- Given exercise
Quote the data below in full, minus the images.

- Stored rows

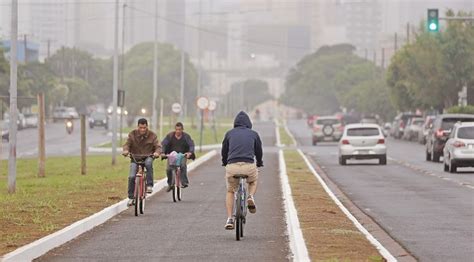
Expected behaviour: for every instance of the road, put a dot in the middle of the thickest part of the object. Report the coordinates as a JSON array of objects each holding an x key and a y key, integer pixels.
[
  {"x": 428, "y": 211},
  {"x": 58, "y": 142},
  {"x": 192, "y": 230}
]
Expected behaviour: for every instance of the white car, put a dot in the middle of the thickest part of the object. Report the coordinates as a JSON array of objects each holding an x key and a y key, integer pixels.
[
  {"x": 459, "y": 149},
  {"x": 362, "y": 141}
]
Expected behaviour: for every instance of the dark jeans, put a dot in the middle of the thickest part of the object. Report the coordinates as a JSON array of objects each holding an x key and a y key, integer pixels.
[
  {"x": 184, "y": 174},
  {"x": 133, "y": 172}
]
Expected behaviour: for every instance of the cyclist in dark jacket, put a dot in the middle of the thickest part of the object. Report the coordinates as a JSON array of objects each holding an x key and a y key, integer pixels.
[{"x": 241, "y": 155}]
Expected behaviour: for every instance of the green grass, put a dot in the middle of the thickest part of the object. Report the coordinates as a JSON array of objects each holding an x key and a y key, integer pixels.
[
  {"x": 41, "y": 206},
  {"x": 285, "y": 137}
]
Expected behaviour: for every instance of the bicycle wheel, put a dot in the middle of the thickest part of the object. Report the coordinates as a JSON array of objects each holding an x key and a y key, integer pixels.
[
  {"x": 178, "y": 186},
  {"x": 137, "y": 194},
  {"x": 142, "y": 195}
]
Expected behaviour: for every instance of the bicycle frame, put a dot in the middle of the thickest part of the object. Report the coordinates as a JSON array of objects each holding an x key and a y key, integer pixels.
[{"x": 240, "y": 207}]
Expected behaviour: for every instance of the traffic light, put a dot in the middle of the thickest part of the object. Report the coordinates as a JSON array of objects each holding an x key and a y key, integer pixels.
[{"x": 433, "y": 20}]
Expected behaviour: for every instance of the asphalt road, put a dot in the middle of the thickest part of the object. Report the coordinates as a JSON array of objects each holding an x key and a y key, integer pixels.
[
  {"x": 58, "y": 141},
  {"x": 192, "y": 230},
  {"x": 428, "y": 211}
]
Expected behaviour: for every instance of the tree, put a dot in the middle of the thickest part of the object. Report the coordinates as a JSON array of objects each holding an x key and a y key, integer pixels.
[
  {"x": 247, "y": 94},
  {"x": 139, "y": 77},
  {"x": 430, "y": 72}
]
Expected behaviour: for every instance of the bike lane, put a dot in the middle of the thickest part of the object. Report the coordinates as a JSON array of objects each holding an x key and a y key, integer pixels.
[{"x": 193, "y": 229}]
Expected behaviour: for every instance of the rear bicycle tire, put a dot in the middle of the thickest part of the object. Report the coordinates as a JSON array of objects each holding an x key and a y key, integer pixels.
[
  {"x": 137, "y": 194},
  {"x": 142, "y": 196}
]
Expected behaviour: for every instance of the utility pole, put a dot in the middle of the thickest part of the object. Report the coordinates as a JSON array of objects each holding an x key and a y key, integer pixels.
[
  {"x": 115, "y": 87},
  {"x": 408, "y": 33},
  {"x": 199, "y": 91},
  {"x": 154, "y": 121},
  {"x": 396, "y": 42},
  {"x": 13, "y": 99},
  {"x": 49, "y": 48},
  {"x": 383, "y": 57},
  {"x": 181, "y": 97},
  {"x": 25, "y": 40},
  {"x": 41, "y": 141}
]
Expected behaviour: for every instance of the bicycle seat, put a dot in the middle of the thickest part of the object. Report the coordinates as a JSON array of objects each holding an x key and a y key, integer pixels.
[{"x": 239, "y": 176}]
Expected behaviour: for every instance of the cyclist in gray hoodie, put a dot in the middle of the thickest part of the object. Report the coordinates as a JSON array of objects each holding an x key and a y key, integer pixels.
[{"x": 241, "y": 155}]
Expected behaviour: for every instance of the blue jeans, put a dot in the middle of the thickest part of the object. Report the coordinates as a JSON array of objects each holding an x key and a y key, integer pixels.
[
  {"x": 133, "y": 172},
  {"x": 184, "y": 174}
]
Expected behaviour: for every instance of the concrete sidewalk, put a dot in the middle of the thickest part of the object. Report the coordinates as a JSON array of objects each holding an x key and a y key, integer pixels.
[{"x": 192, "y": 230}]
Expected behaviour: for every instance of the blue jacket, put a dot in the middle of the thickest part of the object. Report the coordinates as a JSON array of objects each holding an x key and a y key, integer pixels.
[{"x": 242, "y": 144}]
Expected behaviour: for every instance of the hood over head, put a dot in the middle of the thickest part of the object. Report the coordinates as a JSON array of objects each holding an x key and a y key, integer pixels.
[{"x": 242, "y": 119}]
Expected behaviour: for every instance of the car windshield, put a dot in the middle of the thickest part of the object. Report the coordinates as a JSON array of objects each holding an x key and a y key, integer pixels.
[
  {"x": 448, "y": 123},
  {"x": 328, "y": 121},
  {"x": 363, "y": 131},
  {"x": 98, "y": 116},
  {"x": 466, "y": 132}
]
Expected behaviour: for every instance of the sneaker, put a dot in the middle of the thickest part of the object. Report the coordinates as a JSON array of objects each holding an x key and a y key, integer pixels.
[
  {"x": 149, "y": 189},
  {"x": 251, "y": 204},
  {"x": 229, "y": 225}
]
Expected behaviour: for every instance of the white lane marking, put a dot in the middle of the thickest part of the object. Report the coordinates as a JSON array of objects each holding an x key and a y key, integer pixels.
[
  {"x": 45, "y": 244},
  {"x": 295, "y": 235},
  {"x": 297, "y": 243},
  {"x": 383, "y": 251},
  {"x": 429, "y": 173}
]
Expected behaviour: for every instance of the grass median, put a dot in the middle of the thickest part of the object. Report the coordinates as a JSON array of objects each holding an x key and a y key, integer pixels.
[
  {"x": 328, "y": 233},
  {"x": 42, "y": 206}
]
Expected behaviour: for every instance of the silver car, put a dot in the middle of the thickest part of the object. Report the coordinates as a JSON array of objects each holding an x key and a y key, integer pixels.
[
  {"x": 362, "y": 141},
  {"x": 459, "y": 149}
]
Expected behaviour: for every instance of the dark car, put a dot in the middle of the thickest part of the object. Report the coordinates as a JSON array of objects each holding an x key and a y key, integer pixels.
[
  {"x": 400, "y": 122},
  {"x": 99, "y": 119},
  {"x": 439, "y": 133}
]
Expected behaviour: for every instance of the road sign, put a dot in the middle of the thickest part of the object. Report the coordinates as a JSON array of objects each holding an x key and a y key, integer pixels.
[
  {"x": 202, "y": 103},
  {"x": 212, "y": 105},
  {"x": 176, "y": 108}
]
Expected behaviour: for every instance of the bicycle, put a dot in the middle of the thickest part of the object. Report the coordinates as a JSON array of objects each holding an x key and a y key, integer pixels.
[
  {"x": 174, "y": 161},
  {"x": 240, "y": 206},
  {"x": 139, "y": 193}
]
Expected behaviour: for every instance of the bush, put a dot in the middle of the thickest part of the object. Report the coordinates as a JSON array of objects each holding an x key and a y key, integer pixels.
[{"x": 461, "y": 110}]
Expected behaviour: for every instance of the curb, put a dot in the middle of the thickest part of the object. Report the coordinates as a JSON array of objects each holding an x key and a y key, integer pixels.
[
  {"x": 45, "y": 244},
  {"x": 383, "y": 251},
  {"x": 295, "y": 235}
]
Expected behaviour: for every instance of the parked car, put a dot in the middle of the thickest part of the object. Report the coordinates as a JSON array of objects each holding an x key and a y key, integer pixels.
[
  {"x": 439, "y": 133},
  {"x": 423, "y": 132},
  {"x": 31, "y": 120},
  {"x": 459, "y": 149},
  {"x": 362, "y": 141},
  {"x": 400, "y": 123},
  {"x": 327, "y": 128},
  {"x": 413, "y": 126},
  {"x": 5, "y": 130},
  {"x": 99, "y": 119},
  {"x": 61, "y": 113}
]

- Answer to the problem
Expected behaviour: for every instance of the road, put a dot in the middle of the thickest part of the object. Report the coordinates as a JSON array of objects each holding an x key and a y key, integer pixels.
[
  {"x": 428, "y": 211},
  {"x": 58, "y": 142},
  {"x": 192, "y": 230}
]
Expected behaviour: for every instance of the white car, put a dot in the middle of the thickest part of the object. Report the coordinates as a JSON array of objects each holding an x key and a y key, integer pixels.
[
  {"x": 459, "y": 149},
  {"x": 362, "y": 141}
]
Expected behaviour: for every instance of the dark jeans, put a dot in the middle of the thickest part of the object. Report the coordinates as a JSON array of objects each holding an x key and a y key, integer pixels.
[
  {"x": 184, "y": 174},
  {"x": 133, "y": 172}
]
Expected behaviour: for every instance of the cyclist in dark jacket, put a dot in the middle of the thickest part of the object. Report the coordinates as a JSON array of objects each holding an x key and a y key, integer pixels.
[{"x": 241, "y": 155}]
Expected behaviour: for every instance of the green grass, put a dot in the middle of the thickest part of the object. Report the coordinates as a JSON array of objects each holding an x key and a y key, integer pixels.
[
  {"x": 41, "y": 206},
  {"x": 285, "y": 137}
]
Expected behaviour: for every instance of the bicycle wheel, put a dot in the middle of the thickest part of the object. Report the coordinates as a JSON array of objects each holding an x key and a y key, integer pixels.
[
  {"x": 178, "y": 186},
  {"x": 137, "y": 194},
  {"x": 142, "y": 195}
]
Expected behaviour: for every instance of the bicycle frame, put a dot in the middle of the thickest part of the object. Report the coordinates as a JSON array of objects each holding an x key and a y key, integer pixels.
[{"x": 240, "y": 207}]
Expected behaviour: for every instance of the traffic light, put a dot in the middle of the thickest part of the object. Report the coordinates as a JSON array of objects each holding an x key and a y key, integer pixels.
[{"x": 433, "y": 20}]
Expected behaviour: for every instance of the asphalt road, put a dot in the middle of the thickest part of the object. Report the coordinates as a JSON array of objects each holding an x key and a y key, integer pixels.
[
  {"x": 58, "y": 141},
  {"x": 192, "y": 230},
  {"x": 428, "y": 211}
]
Expected behaviour: for every instance of the tree, put a dot in the middle of the thickest part of the object. Report the coordinates as a JSON array of objects each holding an x key and a y key, integer pixels.
[
  {"x": 247, "y": 94},
  {"x": 139, "y": 77},
  {"x": 430, "y": 72}
]
Expected behaviour: for every instance of the bike lane, put a dot in the middle of the thickest part of the object. Report the coordinates as a JSON array of objects each holding an x key and a y key, integer pixels.
[{"x": 193, "y": 229}]
Expected behaviour: for every instance of the rear bicycle tire, put a dot in the middle of the thickest part of the object. Report the coordinates as a JSON array of objects each holding an x key and a y key, integer pixels.
[
  {"x": 137, "y": 194},
  {"x": 142, "y": 196}
]
Expected behaviour: for every instance of the utility pole, put a dot in the middle of the thickest part of the object. Report the coordinates as a JSON array of objects each holding an x key and a y key, integer pixels.
[
  {"x": 115, "y": 87},
  {"x": 408, "y": 33},
  {"x": 199, "y": 91},
  {"x": 154, "y": 121},
  {"x": 396, "y": 42},
  {"x": 13, "y": 99},
  {"x": 49, "y": 48},
  {"x": 383, "y": 57},
  {"x": 181, "y": 97},
  {"x": 25, "y": 40},
  {"x": 41, "y": 141}
]
Expected behaviour: for every instance of the bicycle seat, put a dot in the middle of the thickest part of the object. Report the coordinates as a JSON array of objects each holding an x key and a y key, integer pixels.
[{"x": 239, "y": 176}]
Expected behaviour: for every instance of the cyclist in gray hoodie, put a dot in the middle of the thickest part of the object. Report the coordinates as a JSON array of objects each holding an x key and a y key, integer pixels.
[{"x": 241, "y": 155}]
Expected behaviour: for every instance of the blue jeans, put a dot in the middle of the thickest part of the object. Report the coordinates as a JSON array of objects each holding an x key and a y key, integer pixels.
[
  {"x": 133, "y": 172},
  {"x": 184, "y": 174}
]
Expected behaviour: for every instance of the concrete sidewalk, put a dot in the middle of the thickest part of the object. Report the coordinates as a JSON array of objects each holding an x key and a y key, integer pixels.
[{"x": 192, "y": 230}]
Expected behaviour: for every instance of the blue jacket, put a dot in the middle of the thickest part of the object. Report the coordinates as a JSON array of objects each holding an x key and a y key, integer pixels.
[{"x": 242, "y": 144}]
Expected behaviour: for every instance of the hood over head, put a dot in the middle of the thickest part of the object. Report the coordinates as a JSON array of objects each holding an x key and a y key, integer pixels.
[{"x": 242, "y": 119}]
Expected behaviour: for every instance of the car windshield, put a dot in the middle of the thickest part of the object. Report the coordinates as a JSON array of objects each holding an x key and a y key, integer pixels.
[
  {"x": 448, "y": 123},
  {"x": 328, "y": 121},
  {"x": 363, "y": 131},
  {"x": 98, "y": 116},
  {"x": 466, "y": 132}
]
Expected behaviour: for every instance of the sneaker, put a dot in the middle of the thickest part of the object. Report the coordinates as a JSON array of objects each holding an x key and a y key, integer pixels.
[
  {"x": 149, "y": 189},
  {"x": 251, "y": 204},
  {"x": 229, "y": 225}
]
Expected behaviour: for every instance of the white lane marking, put a dot in the middle of the thickest part of the object. Report the coordinates as a JSON array of objects each holding an x key and a y key, integer pixels.
[
  {"x": 45, "y": 244},
  {"x": 295, "y": 235},
  {"x": 297, "y": 243},
  {"x": 383, "y": 251},
  {"x": 429, "y": 173}
]
Expected behaviour: for every instance of the grass median, put a dot in the middle of the thickest part of the object. Report the coordinates as a JSON array of objects each holding an x key and a y key, integer pixels.
[
  {"x": 328, "y": 233},
  {"x": 42, "y": 206}
]
Expected behaviour: for every instance of the silver car, put a dot in the middle of the thickest part of the object. Report the coordinates as a JSON array of objects each holding an x key and a y key, integer pixels.
[
  {"x": 362, "y": 141},
  {"x": 459, "y": 149}
]
Expected behaviour: for every instance of the dark car, put a dot in the middle of the thickest part of the object. Report the coordinates as a JSON array of objects each holding an x key and a y key, integer pixels.
[
  {"x": 400, "y": 122},
  {"x": 99, "y": 119},
  {"x": 439, "y": 133}
]
Expected behaviour: for every instance of the road sign, put a dot in the middle of the thickest part of the object. Report the coordinates as a JSON array of objects each holding an x key and a y key, integer pixels.
[
  {"x": 202, "y": 103},
  {"x": 212, "y": 105},
  {"x": 176, "y": 108}
]
Expected behaviour: for every instance of the bicycle, put a dot in the middle of the thickest part of the object. Report the coordinates as a JSON array of objects each holding an x key and a y key, integer pixels.
[
  {"x": 174, "y": 161},
  {"x": 240, "y": 206},
  {"x": 139, "y": 193}
]
Expected behaviour: for every instance of the bush, put a dot in the middle of the thickest part of the object. Report the coordinates as a JSON array of objects each holding an x key and a y key, integer pixels.
[{"x": 461, "y": 110}]
Expected behaviour: for every instance of the curb, put a dot in the middle of the thickest part of the object. Report the coordinates as a JSON array of objects each holding an x key and a y key, integer pixels.
[
  {"x": 45, "y": 244},
  {"x": 383, "y": 251},
  {"x": 295, "y": 235}
]
Expected behaviour: for every instance of the parked car, put a dot in the middle of the thickest part of the object. Report the coordinates as a JSON array of objects each holding an x key and a y key, integer pixels.
[
  {"x": 439, "y": 133},
  {"x": 423, "y": 132},
  {"x": 31, "y": 120},
  {"x": 459, "y": 149},
  {"x": 362, "y": 141},
  {"x": 400, "y": 123},
  {"x": 327, "y": 128},
  {"x": 413, "y": 126},
  {"x": 5, "y": 130},
  {"x": 99, "y": 119},
  {"x": 61, "y": 113}
]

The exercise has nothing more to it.